« Les fleurs du bien » disait Obispo
L’Arrière-Pays

Pour Soline, pour Leïla

Nous avons eu le privilège de rencontrer un poète et penseur reconnu ce mercredi 9 avril 2008. Il fut un vernissage d’exposition en l’honneur de l’octogénaire M Bonnefoy organisé par une école doctorale de Grenoble.

Notre poète sera d’abord accueilli à 11 h à l’étage de la bibliothèque Droit Lettres du Domaine universitaire (38402 Saint-Martin-d’Hères), parmi une exposition de ses nombreux livres et d’autres œuvres, notamment une édition originale des Fleurs du mal. Pour la petite histoire, longtemps cette édition a passé entre les mains de nombreux lecteurs de la bibliothèque jusqu’au jour où un « lecteur zélé » informe un salarié du lieu du trésor qui passait entre les mains d’idiots. Aujourd’hui, le livre est toujours consultable, mais sur place, et sous l’œil du salarié du lieu qui évidemment n’est pas responsable. L’après-midi, Yves Bonnefoy sera à nouveau sur notre Campus pour une conférence lecture (commentaire et récitation de ses traductions des « Sonnets » de Shakespeare, ainsi que de son nouveau recueil poétique La longue chaîne de l’ancre) à la salle Jacques Cartier de la Maison des Langues. En fin d’après-midi, une petite salle annexe sera mise à la disposition de quelques privilégiés.

◆ DONNÉES ENREGISTRÉES ◆
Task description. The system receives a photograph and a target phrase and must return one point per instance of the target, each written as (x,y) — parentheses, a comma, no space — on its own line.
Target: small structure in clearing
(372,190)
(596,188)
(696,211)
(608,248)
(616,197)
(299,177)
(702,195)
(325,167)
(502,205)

◆ À FAIRE ◆
#1 Imprimez un passage du texte sur la visite d'Yves Bonnefoy : commencez aux mots « Pour Soline, pour » et arrêtez-vous après « doctorale de Grenoble. ».
#2 Selon le texte sur la visite d'Yves Bonnefoy, dans quelle salle se tient la conférence lecture de l'après-midi ?
#3 Poursuivez, s'il vous plaît, le texte sur la visite d'Yves Bonnefoy à partir de sa dernière phrase.

◆ LES RÉPONSES ◆
#1
Pour Soline, pour Leïla

Nous avons eu le privilège de rencontrer un poète et penseur reconnu ce mercredi 9 avril 2008. Il fut un vernissage d’exposition en l’honneur de l’octogénaire M Bonnefoy organisé par une école doctorale de Grenoble.

#2 Dans la salle Jacques Cartier de la Maison des Langues.

#3
Il était bientôt 11h. Je me dirigeais vers la Bibliothèque Universitaire Droit Lettres du campus de Grenoble depuis la Bibliothèque de Lettres de l’Université Stendhal, quand entre la Galerie des Amphis et le bâtiment d’accueil de notre Université, je vis M. Lançon (professeur de lettres modernes, intime et spécialiste de M. Bonnefoy, et personne sous l’impulsion de qui le vernissage d’exposition et la conférence récitation ont pu avoir lieu). Je me dis alors, en une fraction de seconde, que le petit homme âgé qui l’accompagne devait être Yves Bonnefoy. Je fus d’abord surpris de ne pas voir d’auréole autour de la tête de cet homme qui a traduit une grande partie de l’œuvre de Shakespeare et est parvenu à interpréter pour un grand nombre de lecteurs l’œuvre d’Arthur Rimbaud. Puis je me souvins qu’une amie m’avait dit vingt minutes plus tôt : « un poète, ce n’est qu’un homme ». M Yves Bonnefoy était accompagné de sa femme, curieuse de connaître la topographie des lieux et les différentes universités installées sur notre campus. Je vins alors à l’aide de M Lançon qui n’est ici que depuis peu. Cela me permit de me mettre en valeur devant le couple Bonnefoy, jusqu’à ce que nous arrivions au pied des marches de la Bibliothèque Droit Lettres et que là, je fus incapable d’expliquer l’inscription au-dessus de son parvis, en lettres capitales (pourtant) noires sur fond d’une bande blanche :

« LES BELLES VALISES SONT DOULOUREUSES, DEESSE ODIEUSE BIEN TROP PRESSEE »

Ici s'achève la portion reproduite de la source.